WHAT THE EXERCISE ASKS: Each entry must be duplicated precisely, with nothing left out.

--

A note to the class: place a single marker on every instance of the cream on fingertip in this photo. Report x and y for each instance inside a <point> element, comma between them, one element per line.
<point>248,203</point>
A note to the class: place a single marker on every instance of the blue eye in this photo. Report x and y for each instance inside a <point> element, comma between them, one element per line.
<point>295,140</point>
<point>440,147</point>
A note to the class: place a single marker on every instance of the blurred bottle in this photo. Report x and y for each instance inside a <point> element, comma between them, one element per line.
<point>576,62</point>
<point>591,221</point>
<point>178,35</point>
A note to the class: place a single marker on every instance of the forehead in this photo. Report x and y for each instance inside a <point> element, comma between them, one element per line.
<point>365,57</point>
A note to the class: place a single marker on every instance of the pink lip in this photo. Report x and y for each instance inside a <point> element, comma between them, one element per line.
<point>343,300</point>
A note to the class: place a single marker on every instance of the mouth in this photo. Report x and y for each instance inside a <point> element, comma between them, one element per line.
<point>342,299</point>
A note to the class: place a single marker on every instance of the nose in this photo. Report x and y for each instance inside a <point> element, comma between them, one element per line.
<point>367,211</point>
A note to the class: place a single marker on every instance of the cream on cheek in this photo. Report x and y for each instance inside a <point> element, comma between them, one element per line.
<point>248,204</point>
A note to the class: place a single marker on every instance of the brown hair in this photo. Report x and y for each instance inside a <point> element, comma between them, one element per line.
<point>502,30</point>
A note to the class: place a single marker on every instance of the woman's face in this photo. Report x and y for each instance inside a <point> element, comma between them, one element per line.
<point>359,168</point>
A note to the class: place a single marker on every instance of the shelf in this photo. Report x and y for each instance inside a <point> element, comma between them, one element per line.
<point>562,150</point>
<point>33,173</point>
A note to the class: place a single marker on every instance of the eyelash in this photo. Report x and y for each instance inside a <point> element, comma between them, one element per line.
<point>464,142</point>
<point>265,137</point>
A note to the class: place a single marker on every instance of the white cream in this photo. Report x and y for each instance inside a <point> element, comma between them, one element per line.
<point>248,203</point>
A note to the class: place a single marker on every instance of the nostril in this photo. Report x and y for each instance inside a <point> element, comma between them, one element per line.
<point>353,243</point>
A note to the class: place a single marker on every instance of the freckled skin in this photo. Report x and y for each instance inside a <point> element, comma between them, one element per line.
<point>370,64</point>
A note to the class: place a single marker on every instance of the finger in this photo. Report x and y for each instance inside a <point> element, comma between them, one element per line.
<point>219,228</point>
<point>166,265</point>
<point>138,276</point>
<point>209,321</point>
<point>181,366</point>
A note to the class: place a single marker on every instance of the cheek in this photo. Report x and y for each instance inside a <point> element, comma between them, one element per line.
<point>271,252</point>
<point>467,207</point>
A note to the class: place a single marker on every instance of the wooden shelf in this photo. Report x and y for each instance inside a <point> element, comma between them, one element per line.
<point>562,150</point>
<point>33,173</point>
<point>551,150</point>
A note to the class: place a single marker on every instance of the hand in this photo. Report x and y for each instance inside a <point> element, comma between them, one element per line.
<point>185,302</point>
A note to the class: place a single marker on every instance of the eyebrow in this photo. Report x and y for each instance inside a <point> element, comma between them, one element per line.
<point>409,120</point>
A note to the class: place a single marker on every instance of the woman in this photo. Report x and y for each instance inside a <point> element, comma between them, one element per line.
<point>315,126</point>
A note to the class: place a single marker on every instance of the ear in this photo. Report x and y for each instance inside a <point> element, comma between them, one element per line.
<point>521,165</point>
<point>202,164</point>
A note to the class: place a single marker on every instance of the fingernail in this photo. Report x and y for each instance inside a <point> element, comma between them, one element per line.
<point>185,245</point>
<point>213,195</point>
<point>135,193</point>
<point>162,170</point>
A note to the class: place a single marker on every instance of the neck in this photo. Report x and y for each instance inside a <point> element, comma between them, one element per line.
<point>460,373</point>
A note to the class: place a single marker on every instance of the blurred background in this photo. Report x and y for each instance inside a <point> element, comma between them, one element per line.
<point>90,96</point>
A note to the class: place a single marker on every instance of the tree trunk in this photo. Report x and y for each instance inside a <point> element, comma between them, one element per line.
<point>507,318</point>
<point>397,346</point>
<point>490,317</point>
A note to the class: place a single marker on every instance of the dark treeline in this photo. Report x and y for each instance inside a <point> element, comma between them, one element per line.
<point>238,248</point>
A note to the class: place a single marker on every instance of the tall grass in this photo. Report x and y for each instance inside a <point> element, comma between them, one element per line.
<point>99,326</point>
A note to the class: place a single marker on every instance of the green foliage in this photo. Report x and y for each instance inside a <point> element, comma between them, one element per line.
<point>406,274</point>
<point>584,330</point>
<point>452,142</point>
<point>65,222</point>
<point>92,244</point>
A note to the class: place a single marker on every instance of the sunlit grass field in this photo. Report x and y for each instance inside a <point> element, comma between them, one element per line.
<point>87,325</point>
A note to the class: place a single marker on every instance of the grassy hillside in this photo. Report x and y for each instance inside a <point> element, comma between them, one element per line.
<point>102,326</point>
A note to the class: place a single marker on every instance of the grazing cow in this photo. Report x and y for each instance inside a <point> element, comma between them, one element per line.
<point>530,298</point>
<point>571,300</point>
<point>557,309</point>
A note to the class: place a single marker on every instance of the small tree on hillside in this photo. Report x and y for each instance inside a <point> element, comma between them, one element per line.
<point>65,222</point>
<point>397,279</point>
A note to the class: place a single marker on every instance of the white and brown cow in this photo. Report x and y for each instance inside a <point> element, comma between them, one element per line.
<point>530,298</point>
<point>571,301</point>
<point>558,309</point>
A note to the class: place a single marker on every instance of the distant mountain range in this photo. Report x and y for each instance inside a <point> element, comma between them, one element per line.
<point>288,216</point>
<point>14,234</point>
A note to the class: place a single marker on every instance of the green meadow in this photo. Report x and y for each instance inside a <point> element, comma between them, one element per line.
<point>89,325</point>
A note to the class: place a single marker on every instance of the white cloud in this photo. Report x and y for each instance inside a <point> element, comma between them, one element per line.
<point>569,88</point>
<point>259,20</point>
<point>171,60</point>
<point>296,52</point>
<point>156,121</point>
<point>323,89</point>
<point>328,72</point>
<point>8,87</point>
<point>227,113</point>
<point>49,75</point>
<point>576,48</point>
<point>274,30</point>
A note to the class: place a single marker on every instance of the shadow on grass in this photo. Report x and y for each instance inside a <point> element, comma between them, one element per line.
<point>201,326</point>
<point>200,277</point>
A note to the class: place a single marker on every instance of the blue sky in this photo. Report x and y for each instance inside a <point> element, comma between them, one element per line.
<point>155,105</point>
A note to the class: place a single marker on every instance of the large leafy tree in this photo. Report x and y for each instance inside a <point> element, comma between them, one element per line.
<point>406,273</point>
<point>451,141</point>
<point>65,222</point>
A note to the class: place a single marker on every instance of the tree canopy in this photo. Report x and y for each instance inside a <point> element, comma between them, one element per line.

--

RESPONSE TO THIS TASK:
A note to the class: place a single marker on every instance of the cream on fingertip in this photo. Report x and y for each instance inside a <point> element, comma between them, one element per line.
<point>248,203</point>
A note to the class: place a single marker on every instance of the blue eye in this photo. Report x and y for each instance inside a <point> element, comma between them, one element per line.
<point>295,140</point>
<point>440,147</point>
A note to the class: place a single marker on every instance of the blurred bottle in this photo. Report x and y for each instance inside a <point> element, comma between them, one element per line.
<point>576,62</point>
<point>591,221</point>
<point>178,35</point>
A note to the class: place a single marker on every instance of the forehead in this photo. Report x and y for each instance inside a <point> element, comma between them, one element per line.
<point>365,57</point>
A note to the class: place a single marker on every instance of the pink lip in this photo. Report x and y for each instance inside a <point> element, comma between them, one element per line.
<point>343,300</point>
A note to the class: place a single marker on every instance of the mouth in this photo. Report x and y for each instance inside a <point> element, comma between them, one element per line.
<point>342,299</point>
A note to the class: place a single marker on every instance of the nose in this photo. Report x and y for each instance inside a <point> element, comma between them, one element per line.
<point>367,211</point>
A note to the class: place a single marker on every instance of the cream on cheek in this photo. Report x and y for each instance inside a <point> element, comma between them, one element per line.
<point>248,204</point>
A note to the class: place a single marker on every instance of the brown hair in this photo. Report x and y for each instance inside a <point> element, comma between them, one element per line.
<point>502,30</point>
A note to the class: place a single marker on every instance of the woman's face in this photo. Report x and y for each instance inside a <point> element, comma between them, one element per line.
<point>359,168</point>
A note to the class: place a single marker on every instance of the shelf in this photo. Report x and y for each instance inside a <point> element, comma between them, one element per line.
<point>562,150</point>
<point>33,173</point>
A note to the class: place a single marker on every instance of the eyelash in this photo. Report x and y for each instance inside a <point> element, comma between them, one element per line.
<point>464,142</point>
<point>265,137</point>
A note to the class: place a single marker on every instance of the white cream in this photo. Report x and y for each instance inside a <point> element, comma between them, one element per line.
<point>248,203</point>
A note to the class: place a single marker on every instance of the nostril in this photo. Report x and y for each instance inside a <point> element, comma between them, one element per line.
<point>353,243</point>
A note to the class: place a single marker on every instance of the freckled skin in this photo. Report x and y for each instance inside a <point> element, comma between them, one element per line.
<point>370,64</point>
A note to the class: place a single marker on every instance of the finger in this photo. Report x and y for each instance inside a <point> element, comma between them, one element per line.
<point>219,228</point>
<point>166,265</point>
<point>138,276</point>
<point>209,321</point>
<point>181,366</point>
A note to the class: place a single marker on every instance of the cheek in this photo. Report x and y for each instance inside a <point> element, comma between them, one element per line.
<point>271,252</point>
<point>467,207</point>
A note to the class: place a single marker on every instance of the wooden shelf in this photo. Report x and y for each instance inside a <point> element, comma between them, one element per line.
<point>562,150</point>
<point>33,173</point>
<point>551,150</point>
A note to the class: place a single marker on every instance of the hand in this photo. Report x and y for each instance inside a <point> element, comma between them, one element per line.
<point>185,302</point>
A note to the class: place a single marker on every instance of the eyebrow in this photo. Report x and y for each instance inside a <point> element, comma between them, one element per line.
<point>409,120</point>
A note to the class: place a single marker on every instance of the woman in this photo. Report x and y for each instance inside a <point> element, comma between them, one element per line.
<point>315,126</point>
A note to the class: place a single marker on every instance of the ear in this photo. Report x and y for each instance inside a <point> element, comma between them, one element per line.
<point>521,165</point>
<point>202,164</point>
A note to the class: place a single marker on every instance of the fingernail in this photo. Report x and y for each instance inside a <point> element, comma between them, one element per line.
<point>185,245</point>
<point>213,195</point>
<point>135,193</point>
<point>162,170</point>
A note to the class: place a single marker on every instance of the neck in this photo. Report x and y for each instance inside a <point> element, comma between them, one element per line.
<point>460,373</point>
A note to the class: place a single marker on every instance of the blurred background in this photo. Report x and y for each instance inside a <point> element, comma between them, one element per line.
<point>90,96</point>
A note to the class: place a single marker on every instance of the tree trunk in this photo. Report x and y for each instance inside a <point> element, comma between them, one element per line.
<point>507,318</point>
<point>397,346</point>
<point>490,317</point>
A note to the class: place a single marker on every instance of the dark treeline in this photo. Report x and y for each instance inside a <point> element, comma between them, one element per line.
<point>238,248</point>
A note to the class: place a single marker on every instance of the tall grass in this photo. Report x and y for each instance inside a <point> element, comma between them, one element per line.
<point>99,326</point>
A note to the class: place a single marker on every instance of the green foliage in this photo. Report x and y for each instance inside a <point> element, comma between them, one element per line.
<point>406,274</point>
<point>584,330</point>
<point>452,142</point>
<point>65,222</point>
<point>92,244</point>
A note to the class: place a single marker on every instance of the sunlit grass field in this photo. Report x and y for each instance inside a <point> element, comma between them, one element per line.
<point>87,325</point>
A note to the class: place a single marker on every instance of the grassy hillside in this photo. Report x and y for each instance inside a <point> element, comma between them, one element per line.
<point>102,326</point>
A note to the class: place a single marker on every instance of the grazing cow in this photo. Report x and y for each instance inside a <point> element, comma between them, one element per line.
<point>530,298</point>
<point>571,300</point>
<point>557,309</point>
A note to the class: place a single marker on every instance of the small tree on hillside in this photo. Report x and y for each instance inside a <point> element, comma between them, one element per line.
<point>65,222</point>
<point>397,279</point>
A note to the class: place a single marker on every instance of the white and brown cow in this photo. Report x and y for each instance inside a <point> element, comma between them, one element per line.
<point>530,298</point>
<point>571,301</point>
<point>558,309</point>
A note to the class: place a single marker on every instance of the distant mountain range in this photo. Report x and y for each instance inside a <point> element, comma between them, one element per line.
<point>288,216</point>
<point>14,234</point>
A note to the class: place a single marker on every instance of the green meadow in this photo. Report x and y for each instance inside a <point> element, comma between them, one element per line.
<point>89,325</point>
A note to the class: place a single marker on every instance of the white cloud in this photo. Report x and y for each instance inside a <point> element, comma between them, one element per line.
<point>569,88</point>
<point>259,20</point>
<point>171,60</point>
<point>296,52</point>
<point>156,121</point>
<point>323,89</point>
<point>328,72</point>
<point>8,87</point>
<point>227,113</point>
<point>49,75</point>
<point>576,48</point>
<point>274,30</point>
A note to the class: place a single marker on every instance of the shadow on grass in this photo. Report x and y for each instance inside a <point> element, comma between them, one element per line.
<point>201,326</point>
<point>200,277</point>
A note to the class: place a single marker on every instance of the blue sky in this photo. Report x and y for each instance inside a <point> element, comma between them, one element per line.
<point>155,105</point>
A note to the class: place a single marker on every instance of the large leafy tree in this photo. Report x and y for each instance inside a <point> element, comma between them, one element per line.
<point>406,273</point>
<point>451,141</point>
<point>65,222</point>
A note to the class: place a single marker on every instance of the tree canopy in this photo. Report x and y for each instance inside a <point> element, comma between them, one element per line.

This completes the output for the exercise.